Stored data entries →
-------------------------
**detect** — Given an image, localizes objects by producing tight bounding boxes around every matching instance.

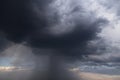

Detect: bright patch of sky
[0,57,12,66]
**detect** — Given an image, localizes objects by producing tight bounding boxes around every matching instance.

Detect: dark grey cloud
[0,0,109,80]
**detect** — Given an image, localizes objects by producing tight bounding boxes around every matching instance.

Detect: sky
[0,0,120,79]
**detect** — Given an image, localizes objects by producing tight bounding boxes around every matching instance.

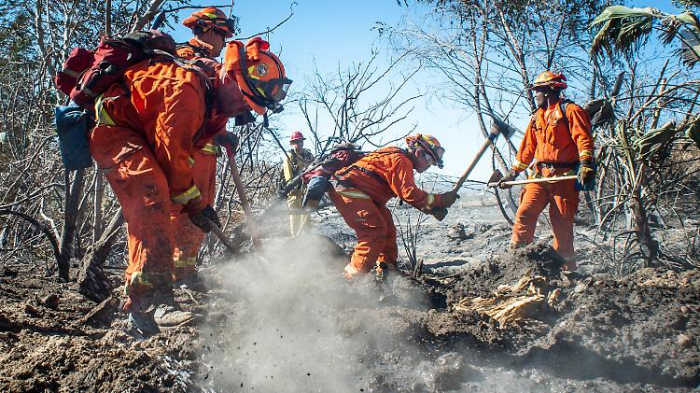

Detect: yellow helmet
[406,134,445,168]
[182,7,236,38]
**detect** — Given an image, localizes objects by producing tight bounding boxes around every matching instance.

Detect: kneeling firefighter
[329,134,459,279]
[171,7,241,282]
[499,71,595,271]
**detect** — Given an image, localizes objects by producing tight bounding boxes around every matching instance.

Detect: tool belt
[535,161,578,169]
[532,161,579,179]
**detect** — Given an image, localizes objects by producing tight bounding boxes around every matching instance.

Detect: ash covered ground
[0,194,700,392]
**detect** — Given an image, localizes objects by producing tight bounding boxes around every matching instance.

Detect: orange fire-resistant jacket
[336,147,442,211]
[96,61,205,205]
[177,38,250,149]
[513,100,593,172]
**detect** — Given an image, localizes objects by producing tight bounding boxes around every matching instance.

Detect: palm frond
[591,5,663,56]
[675,29,700,67]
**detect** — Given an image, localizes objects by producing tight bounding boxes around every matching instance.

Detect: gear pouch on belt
[56,102,92,171]
[576,163,598,191]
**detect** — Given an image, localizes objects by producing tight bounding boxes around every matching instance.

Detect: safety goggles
[419,136,445,169]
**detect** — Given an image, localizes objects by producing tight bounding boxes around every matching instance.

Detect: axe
[487,170,578,187]
[432,114,516,221]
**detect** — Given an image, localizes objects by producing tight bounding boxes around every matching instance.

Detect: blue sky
[171,0,676,180]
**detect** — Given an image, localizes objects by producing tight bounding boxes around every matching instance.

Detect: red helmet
[289,131,306,143]
[530,70,568,90]
[182,7,236,38]
[224,37,292,115]
[406,134,445,168]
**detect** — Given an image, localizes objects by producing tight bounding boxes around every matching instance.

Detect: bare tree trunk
[57,169,85,281]
[78,209,124,302]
-------------------------
What you need to do → Reproduce every line of the material above word for word, omitting the pictures.

Result of the exercise →
**detect** — Given an image, localizes objects by producing tight bounding boxes around every matching instance.


Detect: bright patch of sky
[0,57,12,66]
**detect** — Given an image, localizes objects by producing tight bounding boxes around every matching instance.

Detect: dark grey cloud
[0,0,109,80]
**detect** — Given an image, localizes objects by producing tight bounding boxes around every matching instance.

Detect: sky
[0,0,120,79]
**detect** — Given an image, localizes objects by producing tight bounding boxes around every matching instance.


Detect: yellow helmet
[406,134,445,168]
[182,7,236,38]
**detect** — Given an image, localizes objects by producing tight bounding boxes around every matching instance.

Detect: kneeling firefighter
[329,134,459,279]
[171,7,241,282]
[499,71,595,271]
**detect** — Given an image, localizes objects by producing tight bounding boxes around every matching instance.

Detect: tool belt
[535,161,578,169]
[532,161,579,179]
**detect** — Given an image, localizes objects by producing tight bounding boxes around every matching instance.

Detect: ash covered ground
[0,194,700,392]
**detect** — Given an image, localizes objects by producing tight bounding boxes around every matching instance.

Detect: orange fire-resistant jacket
[336,147,442,211]
[96,61,205,205]
[177,38,250,149]
[513,100,593,172]
**detect** — Given an image, localizes objects by producing tight bounding boxes around every matching instance.

Detect: palm frond
[591,5,663,56]
[675,29,700,67]
**detect** — Given an image, localizes objects by producing tight bounding boxes around every matching instance.

Detect: gear pouch on belt
[56,102,92,171]
[576,163,598,191]
**detect** — Given an image, localizes objects by producing tight bounding boxes around every matching instance.

Detect: safety goggles
[419,136,445,169]
**detect** — Given an image, localizes objects by producing tight bounding boxes around every matching instance.

Detect: axe
[487,170,578,187]
[432,114,516,221]
**detect** — Given an image, localizes objects by producing tight bounding boxes around every matching instance.

Detect: blue sky
[171,0,676,180]
**detect** — Given an image, localizes objects by producing tight bounding boxes around every matching instance.

Detect: red helmet
[289,131,306,143]
[530,70,568,90]
[182,7,236,38]
[224,37,292,115]
[406,134,445,168]
**detect** — Given an image, localizes objects by producing tight bounding boxes around every matching instance.

Detect: bare tree trunk
[57,169,85,281]
[78,209,124,302]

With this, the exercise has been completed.